The data below holds the lines to copy: everything from the line containing "Target: chair frame" to the line containing "Target: man's face", both ends included, set down exactly.

[Given records Boundary: Start]

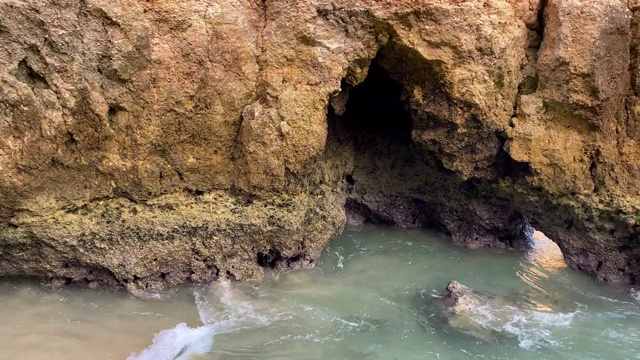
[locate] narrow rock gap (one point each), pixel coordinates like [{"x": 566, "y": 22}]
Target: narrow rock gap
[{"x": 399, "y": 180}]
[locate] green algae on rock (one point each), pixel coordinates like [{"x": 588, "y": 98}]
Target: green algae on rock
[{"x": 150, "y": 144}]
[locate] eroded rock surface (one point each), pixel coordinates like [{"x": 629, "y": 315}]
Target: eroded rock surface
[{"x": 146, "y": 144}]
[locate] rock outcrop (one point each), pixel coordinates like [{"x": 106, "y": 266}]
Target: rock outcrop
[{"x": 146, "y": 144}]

[Given records Boundary: End]
[Given records Boundary: Start]

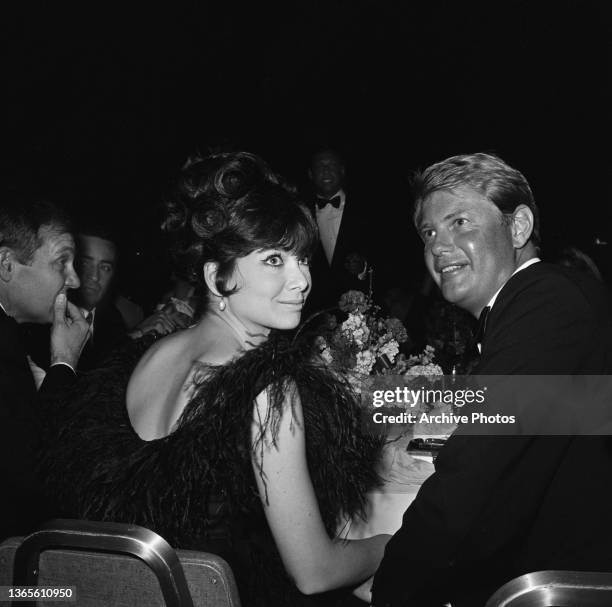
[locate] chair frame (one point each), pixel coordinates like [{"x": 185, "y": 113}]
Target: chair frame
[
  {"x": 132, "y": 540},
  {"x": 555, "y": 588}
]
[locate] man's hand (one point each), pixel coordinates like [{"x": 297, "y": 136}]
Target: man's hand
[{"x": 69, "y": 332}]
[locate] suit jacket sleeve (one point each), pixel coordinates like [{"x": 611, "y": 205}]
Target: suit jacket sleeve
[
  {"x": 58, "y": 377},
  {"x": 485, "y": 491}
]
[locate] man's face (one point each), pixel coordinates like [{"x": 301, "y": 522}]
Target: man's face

[Given records Boundary: End]

__Solution to the exercise__:
Target: chair frame
[
  {"x": 132, "y": 540},
  {"x": 555, "y": 588}
]
[locate] man's hand (one point each), pixel coordinates like [{"x": 297, "y": 136}]
Target: man's hand
[{"x": 69, "y": 332}]
[locate] suit jacket sleeve (one point each), pixel coordinates like [{"x": 611, "y": 205}]
Target: suit jacket sleeve
[
  {"x": 58, "y": 377},
  {"x": 485, "y": 491}
]
[locate] man's face (one point each), pixel coordinates like [{"x": 301, "y": 522}]
Target: man's face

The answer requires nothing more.